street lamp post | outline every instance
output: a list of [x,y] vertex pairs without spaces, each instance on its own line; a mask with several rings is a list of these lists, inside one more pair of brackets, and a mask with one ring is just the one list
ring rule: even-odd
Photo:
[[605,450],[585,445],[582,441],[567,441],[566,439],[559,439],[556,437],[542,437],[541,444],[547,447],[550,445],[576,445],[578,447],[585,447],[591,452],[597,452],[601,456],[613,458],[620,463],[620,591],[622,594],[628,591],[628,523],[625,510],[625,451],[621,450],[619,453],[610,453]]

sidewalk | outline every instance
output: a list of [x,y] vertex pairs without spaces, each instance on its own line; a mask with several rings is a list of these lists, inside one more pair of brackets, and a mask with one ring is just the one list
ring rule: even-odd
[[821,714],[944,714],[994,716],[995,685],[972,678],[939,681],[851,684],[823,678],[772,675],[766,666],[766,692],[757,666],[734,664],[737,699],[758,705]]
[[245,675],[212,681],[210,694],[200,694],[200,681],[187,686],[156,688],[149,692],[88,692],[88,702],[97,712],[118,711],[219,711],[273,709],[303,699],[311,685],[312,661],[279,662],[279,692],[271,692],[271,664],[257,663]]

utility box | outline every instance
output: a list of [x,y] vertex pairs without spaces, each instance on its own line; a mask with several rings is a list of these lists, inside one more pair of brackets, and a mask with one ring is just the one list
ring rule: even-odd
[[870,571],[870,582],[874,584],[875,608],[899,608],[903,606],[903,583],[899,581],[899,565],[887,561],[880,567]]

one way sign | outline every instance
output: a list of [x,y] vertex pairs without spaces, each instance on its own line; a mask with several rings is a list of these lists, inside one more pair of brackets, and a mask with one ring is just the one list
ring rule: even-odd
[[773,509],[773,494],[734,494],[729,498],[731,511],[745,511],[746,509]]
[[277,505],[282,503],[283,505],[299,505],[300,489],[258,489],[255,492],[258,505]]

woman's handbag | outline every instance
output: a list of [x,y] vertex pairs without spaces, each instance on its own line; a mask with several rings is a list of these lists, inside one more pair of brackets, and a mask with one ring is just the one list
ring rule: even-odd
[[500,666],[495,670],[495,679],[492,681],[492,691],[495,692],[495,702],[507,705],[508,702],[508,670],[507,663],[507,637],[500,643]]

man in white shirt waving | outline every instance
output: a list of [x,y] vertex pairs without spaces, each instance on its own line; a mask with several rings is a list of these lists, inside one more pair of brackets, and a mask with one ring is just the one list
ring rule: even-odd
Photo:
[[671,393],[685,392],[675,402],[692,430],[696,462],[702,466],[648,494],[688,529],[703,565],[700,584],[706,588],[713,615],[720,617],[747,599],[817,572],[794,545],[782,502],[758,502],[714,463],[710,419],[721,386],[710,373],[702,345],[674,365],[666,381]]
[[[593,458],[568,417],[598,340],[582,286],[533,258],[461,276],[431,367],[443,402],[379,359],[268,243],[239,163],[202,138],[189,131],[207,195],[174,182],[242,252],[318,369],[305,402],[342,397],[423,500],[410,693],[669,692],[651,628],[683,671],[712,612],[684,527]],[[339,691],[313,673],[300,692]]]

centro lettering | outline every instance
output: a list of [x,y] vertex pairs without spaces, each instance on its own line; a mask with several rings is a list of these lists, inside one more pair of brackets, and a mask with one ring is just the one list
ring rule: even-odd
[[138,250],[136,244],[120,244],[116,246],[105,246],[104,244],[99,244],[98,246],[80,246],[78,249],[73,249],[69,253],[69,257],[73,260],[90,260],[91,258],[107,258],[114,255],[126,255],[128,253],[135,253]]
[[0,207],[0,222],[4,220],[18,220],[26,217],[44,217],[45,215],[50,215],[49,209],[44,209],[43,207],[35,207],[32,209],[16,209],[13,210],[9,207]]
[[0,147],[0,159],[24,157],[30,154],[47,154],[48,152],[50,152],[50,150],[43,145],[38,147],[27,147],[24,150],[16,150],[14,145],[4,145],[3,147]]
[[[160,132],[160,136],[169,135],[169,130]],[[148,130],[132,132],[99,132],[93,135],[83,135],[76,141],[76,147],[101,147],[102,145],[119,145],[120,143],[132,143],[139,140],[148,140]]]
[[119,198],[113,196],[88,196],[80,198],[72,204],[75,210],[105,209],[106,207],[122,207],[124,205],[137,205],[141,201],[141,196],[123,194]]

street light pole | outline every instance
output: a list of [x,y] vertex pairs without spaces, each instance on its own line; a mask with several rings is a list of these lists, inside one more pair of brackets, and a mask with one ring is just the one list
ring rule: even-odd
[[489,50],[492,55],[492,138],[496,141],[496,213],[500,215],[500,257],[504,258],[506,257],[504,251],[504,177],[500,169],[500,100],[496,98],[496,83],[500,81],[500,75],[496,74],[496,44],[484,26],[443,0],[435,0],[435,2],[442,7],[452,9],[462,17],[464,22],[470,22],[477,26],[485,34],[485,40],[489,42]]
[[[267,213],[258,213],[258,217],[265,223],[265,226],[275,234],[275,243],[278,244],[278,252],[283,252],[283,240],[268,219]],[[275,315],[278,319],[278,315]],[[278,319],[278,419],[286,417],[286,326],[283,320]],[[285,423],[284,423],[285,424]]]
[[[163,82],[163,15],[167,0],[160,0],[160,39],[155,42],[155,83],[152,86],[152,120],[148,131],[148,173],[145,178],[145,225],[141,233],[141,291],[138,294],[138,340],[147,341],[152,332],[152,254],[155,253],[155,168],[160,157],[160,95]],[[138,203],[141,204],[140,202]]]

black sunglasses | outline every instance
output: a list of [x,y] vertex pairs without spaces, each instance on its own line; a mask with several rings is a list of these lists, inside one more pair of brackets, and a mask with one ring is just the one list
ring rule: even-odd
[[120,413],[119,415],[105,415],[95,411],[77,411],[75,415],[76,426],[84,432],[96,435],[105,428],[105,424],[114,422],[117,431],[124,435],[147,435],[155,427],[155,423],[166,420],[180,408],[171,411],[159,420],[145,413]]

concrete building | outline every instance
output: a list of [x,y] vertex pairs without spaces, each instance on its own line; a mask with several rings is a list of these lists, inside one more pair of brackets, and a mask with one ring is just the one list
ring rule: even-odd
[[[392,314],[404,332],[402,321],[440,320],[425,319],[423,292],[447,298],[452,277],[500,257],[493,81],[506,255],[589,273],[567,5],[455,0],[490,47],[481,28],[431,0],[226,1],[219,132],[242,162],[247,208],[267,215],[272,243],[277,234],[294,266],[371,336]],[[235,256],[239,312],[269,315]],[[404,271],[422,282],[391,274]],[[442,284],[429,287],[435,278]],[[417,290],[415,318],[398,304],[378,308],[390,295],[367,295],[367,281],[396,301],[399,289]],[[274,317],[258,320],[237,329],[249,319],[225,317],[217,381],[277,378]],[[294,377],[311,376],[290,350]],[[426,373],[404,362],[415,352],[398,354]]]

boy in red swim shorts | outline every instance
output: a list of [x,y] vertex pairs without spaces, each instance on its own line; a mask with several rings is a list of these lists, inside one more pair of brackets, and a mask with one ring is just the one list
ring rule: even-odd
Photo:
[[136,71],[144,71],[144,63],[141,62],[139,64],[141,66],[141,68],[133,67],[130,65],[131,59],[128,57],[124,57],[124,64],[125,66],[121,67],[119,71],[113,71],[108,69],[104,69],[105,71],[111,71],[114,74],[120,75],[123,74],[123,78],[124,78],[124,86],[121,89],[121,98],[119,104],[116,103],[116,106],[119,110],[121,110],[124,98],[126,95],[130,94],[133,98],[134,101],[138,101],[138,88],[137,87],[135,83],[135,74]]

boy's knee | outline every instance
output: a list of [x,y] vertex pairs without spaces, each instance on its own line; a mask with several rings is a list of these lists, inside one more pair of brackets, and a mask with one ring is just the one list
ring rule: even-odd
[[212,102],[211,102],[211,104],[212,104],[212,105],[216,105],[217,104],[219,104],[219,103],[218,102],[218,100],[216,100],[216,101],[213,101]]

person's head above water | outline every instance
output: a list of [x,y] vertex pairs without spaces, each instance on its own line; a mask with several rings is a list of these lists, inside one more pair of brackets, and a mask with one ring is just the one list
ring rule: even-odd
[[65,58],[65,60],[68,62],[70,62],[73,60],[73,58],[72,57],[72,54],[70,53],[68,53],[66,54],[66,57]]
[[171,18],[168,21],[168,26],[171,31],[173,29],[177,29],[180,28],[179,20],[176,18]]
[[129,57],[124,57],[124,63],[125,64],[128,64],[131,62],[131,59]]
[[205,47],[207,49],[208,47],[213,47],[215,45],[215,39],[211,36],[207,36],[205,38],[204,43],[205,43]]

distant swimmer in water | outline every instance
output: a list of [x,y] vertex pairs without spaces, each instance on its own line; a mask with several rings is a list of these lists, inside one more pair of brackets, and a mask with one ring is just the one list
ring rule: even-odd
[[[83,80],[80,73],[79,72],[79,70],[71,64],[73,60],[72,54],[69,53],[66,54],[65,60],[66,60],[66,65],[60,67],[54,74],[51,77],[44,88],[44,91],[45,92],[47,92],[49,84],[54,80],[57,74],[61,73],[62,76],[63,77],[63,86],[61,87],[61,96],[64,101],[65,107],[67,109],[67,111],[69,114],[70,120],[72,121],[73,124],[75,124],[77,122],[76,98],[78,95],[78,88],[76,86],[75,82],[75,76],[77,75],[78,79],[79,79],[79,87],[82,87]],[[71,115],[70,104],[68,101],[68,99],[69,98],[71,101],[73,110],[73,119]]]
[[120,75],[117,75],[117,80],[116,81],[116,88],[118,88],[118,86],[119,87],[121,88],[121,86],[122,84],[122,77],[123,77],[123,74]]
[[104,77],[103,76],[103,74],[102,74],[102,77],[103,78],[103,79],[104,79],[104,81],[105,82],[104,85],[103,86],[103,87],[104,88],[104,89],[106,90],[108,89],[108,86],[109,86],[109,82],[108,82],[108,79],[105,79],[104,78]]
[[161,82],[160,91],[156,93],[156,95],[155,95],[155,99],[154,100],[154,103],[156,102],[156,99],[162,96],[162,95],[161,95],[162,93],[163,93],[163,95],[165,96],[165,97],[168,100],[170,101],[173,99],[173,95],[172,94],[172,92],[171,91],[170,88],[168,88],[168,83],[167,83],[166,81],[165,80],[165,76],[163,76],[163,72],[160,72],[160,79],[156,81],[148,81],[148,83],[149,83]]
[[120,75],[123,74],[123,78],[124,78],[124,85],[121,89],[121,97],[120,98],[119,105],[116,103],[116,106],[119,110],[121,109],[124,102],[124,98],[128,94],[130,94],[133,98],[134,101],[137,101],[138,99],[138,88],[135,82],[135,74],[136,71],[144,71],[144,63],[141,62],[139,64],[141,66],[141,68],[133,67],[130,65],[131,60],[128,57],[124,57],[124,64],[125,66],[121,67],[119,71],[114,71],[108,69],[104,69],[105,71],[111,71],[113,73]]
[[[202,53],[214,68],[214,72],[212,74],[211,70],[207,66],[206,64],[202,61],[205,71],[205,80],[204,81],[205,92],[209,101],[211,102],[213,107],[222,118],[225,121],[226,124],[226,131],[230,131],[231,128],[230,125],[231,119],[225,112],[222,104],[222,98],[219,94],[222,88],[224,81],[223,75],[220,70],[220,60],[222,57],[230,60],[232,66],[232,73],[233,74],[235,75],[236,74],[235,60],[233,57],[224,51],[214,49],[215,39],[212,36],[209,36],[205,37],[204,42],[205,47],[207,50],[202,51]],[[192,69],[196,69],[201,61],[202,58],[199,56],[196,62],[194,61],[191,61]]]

▸ **Your goal**: Pick out each line of the rows above that contains the word "water" and copy those lines unchanged.

▸ **Complete answer**:
person's head above water | outline every instance
distant swimmer in water | outline every instance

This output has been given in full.